DESCRIPTION OF THE TASK -
In the records that follow, find the line with "Target: cumulus cloud"; from there, retype every line exactly through the line with "Target: lobster pot", which also belongs to the answer.
=== INFORMATION ===
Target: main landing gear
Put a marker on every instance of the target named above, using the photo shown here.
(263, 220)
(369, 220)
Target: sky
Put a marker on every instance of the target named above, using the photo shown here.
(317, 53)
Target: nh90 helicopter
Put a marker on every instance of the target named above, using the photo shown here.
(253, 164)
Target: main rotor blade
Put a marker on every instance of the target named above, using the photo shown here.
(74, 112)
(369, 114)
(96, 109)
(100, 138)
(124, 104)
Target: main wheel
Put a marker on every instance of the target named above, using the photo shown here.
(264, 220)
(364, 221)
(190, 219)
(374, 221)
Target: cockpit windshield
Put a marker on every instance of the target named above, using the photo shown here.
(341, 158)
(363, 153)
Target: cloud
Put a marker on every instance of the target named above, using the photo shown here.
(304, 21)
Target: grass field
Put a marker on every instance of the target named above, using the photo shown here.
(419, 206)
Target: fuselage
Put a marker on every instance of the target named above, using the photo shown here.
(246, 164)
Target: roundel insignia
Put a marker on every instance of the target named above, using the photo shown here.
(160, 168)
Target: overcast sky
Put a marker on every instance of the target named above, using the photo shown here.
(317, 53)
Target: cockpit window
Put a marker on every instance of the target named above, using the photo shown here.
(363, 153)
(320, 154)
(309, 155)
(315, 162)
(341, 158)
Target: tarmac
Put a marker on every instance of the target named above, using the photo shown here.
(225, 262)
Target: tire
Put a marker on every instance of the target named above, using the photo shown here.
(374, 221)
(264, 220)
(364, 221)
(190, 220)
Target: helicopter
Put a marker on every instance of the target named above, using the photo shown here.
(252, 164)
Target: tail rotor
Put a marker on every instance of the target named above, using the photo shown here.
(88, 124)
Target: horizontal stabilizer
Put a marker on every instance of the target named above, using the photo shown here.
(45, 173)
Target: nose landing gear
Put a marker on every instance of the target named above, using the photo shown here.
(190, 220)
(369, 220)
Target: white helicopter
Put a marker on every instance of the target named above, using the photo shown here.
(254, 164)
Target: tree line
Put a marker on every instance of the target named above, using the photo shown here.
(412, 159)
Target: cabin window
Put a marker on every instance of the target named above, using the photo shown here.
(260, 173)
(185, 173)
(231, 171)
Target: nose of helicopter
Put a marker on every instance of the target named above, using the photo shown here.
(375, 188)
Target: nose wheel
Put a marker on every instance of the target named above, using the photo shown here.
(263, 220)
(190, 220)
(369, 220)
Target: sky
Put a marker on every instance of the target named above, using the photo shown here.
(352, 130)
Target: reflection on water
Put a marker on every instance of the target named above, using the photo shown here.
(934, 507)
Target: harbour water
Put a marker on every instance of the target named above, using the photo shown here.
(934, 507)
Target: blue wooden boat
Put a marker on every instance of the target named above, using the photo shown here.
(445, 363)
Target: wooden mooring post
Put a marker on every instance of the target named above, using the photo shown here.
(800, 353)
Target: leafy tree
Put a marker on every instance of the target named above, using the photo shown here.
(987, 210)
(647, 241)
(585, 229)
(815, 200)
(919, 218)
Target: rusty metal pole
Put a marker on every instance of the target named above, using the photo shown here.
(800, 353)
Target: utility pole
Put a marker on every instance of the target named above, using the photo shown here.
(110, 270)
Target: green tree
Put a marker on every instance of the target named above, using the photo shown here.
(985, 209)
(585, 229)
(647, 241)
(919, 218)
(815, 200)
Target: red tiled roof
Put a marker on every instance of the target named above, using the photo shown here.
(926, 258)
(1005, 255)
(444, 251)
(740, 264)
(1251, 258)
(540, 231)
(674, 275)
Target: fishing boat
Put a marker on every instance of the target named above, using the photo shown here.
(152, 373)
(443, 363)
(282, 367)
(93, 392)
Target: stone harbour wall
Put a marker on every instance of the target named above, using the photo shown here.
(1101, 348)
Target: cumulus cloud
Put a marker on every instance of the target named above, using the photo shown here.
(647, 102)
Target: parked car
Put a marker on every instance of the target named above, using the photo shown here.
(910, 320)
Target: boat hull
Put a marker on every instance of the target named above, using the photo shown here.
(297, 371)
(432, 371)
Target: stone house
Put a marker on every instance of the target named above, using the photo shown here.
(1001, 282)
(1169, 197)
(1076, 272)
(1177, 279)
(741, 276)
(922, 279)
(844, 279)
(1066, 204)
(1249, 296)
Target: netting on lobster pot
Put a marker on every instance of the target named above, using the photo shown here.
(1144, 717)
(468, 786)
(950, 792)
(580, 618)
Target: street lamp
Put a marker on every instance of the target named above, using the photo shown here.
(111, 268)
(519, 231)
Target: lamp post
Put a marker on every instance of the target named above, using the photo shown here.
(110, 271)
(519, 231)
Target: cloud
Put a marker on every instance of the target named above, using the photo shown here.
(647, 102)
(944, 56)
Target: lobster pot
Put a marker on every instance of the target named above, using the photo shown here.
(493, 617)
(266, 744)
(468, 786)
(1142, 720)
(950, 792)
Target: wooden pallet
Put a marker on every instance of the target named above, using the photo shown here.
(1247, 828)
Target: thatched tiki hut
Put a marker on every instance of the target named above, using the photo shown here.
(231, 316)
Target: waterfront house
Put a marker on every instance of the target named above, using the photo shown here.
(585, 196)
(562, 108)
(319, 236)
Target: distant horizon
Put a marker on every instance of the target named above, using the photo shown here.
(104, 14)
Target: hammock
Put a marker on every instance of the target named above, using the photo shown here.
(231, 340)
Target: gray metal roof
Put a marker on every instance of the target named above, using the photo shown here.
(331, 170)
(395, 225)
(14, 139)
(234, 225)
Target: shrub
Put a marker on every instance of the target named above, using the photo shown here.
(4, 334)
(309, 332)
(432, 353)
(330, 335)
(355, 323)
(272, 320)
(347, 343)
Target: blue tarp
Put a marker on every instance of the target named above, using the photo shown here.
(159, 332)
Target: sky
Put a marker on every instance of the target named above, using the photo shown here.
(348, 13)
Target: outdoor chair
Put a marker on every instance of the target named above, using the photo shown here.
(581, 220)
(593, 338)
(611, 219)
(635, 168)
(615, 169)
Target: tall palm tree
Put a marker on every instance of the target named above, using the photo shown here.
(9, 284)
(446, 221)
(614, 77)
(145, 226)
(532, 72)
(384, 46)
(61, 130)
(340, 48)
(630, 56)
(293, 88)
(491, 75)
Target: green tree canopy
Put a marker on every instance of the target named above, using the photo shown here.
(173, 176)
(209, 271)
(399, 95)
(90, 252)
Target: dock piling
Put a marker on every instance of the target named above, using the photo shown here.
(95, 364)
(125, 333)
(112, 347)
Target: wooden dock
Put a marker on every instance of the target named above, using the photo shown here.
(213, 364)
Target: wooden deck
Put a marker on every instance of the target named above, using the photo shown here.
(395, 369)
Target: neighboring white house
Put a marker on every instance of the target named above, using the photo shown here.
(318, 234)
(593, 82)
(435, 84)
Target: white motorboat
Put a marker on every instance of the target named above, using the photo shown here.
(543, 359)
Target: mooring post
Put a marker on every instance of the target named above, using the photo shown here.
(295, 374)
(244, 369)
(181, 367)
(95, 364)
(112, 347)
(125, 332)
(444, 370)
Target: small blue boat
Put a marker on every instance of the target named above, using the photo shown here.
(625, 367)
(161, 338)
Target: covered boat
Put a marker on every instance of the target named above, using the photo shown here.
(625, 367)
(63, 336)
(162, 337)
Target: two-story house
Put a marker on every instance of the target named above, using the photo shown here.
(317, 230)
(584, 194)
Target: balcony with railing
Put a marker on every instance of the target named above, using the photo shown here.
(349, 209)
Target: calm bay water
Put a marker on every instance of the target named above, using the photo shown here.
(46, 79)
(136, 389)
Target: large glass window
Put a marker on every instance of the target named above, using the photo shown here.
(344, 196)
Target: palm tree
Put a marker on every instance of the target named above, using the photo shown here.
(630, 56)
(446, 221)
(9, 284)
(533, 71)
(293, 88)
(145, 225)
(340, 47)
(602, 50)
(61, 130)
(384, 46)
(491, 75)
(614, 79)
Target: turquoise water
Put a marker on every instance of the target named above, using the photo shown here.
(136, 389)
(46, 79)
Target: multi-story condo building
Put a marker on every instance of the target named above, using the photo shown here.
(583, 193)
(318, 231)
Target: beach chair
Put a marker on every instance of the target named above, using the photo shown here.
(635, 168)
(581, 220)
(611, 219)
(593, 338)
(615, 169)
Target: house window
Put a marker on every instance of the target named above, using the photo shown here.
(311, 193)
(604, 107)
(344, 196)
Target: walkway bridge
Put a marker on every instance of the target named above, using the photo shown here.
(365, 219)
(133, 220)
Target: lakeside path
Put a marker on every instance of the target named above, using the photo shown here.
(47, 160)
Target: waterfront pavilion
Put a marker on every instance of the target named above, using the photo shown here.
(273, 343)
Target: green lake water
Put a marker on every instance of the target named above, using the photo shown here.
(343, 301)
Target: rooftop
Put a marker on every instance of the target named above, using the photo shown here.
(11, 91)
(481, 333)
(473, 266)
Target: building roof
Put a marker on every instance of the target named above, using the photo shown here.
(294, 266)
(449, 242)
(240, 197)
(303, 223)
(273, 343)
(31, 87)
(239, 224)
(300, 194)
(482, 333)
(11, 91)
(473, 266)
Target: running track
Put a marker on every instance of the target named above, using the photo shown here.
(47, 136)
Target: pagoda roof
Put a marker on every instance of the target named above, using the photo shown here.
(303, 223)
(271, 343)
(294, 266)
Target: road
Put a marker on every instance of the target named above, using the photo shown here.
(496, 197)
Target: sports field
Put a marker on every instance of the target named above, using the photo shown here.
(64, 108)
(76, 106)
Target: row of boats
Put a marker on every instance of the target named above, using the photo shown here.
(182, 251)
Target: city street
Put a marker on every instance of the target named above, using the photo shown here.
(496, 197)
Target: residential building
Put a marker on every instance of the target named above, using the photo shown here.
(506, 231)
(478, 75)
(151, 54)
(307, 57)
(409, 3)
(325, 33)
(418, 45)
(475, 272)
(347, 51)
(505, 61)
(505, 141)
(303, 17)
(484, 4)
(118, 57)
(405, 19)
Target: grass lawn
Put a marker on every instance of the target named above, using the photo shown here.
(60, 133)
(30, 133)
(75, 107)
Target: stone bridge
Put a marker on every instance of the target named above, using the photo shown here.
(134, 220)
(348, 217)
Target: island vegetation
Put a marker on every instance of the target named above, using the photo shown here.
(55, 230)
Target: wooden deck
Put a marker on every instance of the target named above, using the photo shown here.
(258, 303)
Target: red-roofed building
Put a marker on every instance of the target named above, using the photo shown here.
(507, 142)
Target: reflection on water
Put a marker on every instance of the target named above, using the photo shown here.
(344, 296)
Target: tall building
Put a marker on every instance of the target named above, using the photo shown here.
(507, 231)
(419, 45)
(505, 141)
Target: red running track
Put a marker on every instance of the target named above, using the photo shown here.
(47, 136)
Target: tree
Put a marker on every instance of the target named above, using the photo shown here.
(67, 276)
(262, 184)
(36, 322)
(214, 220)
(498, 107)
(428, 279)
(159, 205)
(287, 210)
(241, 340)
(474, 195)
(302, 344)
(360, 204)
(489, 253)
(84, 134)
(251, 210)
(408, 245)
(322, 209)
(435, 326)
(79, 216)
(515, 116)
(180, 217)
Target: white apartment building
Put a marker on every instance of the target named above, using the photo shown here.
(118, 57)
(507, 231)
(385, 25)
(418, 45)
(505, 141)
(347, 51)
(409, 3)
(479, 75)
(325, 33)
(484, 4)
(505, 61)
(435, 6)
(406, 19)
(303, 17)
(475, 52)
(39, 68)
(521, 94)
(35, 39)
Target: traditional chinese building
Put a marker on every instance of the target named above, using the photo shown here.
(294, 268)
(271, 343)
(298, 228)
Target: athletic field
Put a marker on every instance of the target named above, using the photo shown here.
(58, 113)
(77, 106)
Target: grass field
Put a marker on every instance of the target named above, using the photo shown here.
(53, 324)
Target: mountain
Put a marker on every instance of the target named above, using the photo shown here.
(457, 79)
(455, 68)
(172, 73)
===
WRITTEN SOLUTION -
Target: cumulus cloud
Put a marker on every instance of the target named above, using the photo shown here.
(647, 102)
Target: parked car
Put a marker on every instance of the target named above, using the photo shown here.
(910, 320)
Target: boat hull
Put a marker on every instance of the target named above, using the photo shown here.
(297, 371)
(432, 371)
Target: stone house
Put a marker on every instance of the target named above, using the photo shown here.
(1001, 282)
(1169, 197)
(1076, 272)
(1177, 279)
(741, 276)
(922, 279)
(844, 279)
(1066, 204)
(1249, 296)
Target: netting on lobster pot
Put a marker on every instance of the target named above, using the photo shown here.
(1144, 717)
(468, 786)
(950, 792)
(580, 618)
Target: street lamp
Put a marker on every instance of the target named above, using the photo shown here.
(111, 268)
(519, 231)
Target: lamp post
Put a marker on every instance of the target named above, using the photo shown here.
(110, 271)
(519, 231)
Target: cloud
Put a marker on every instance of the target named above, using the photo shown here.
(647, 102)
(944, 56)
Target: lobster pot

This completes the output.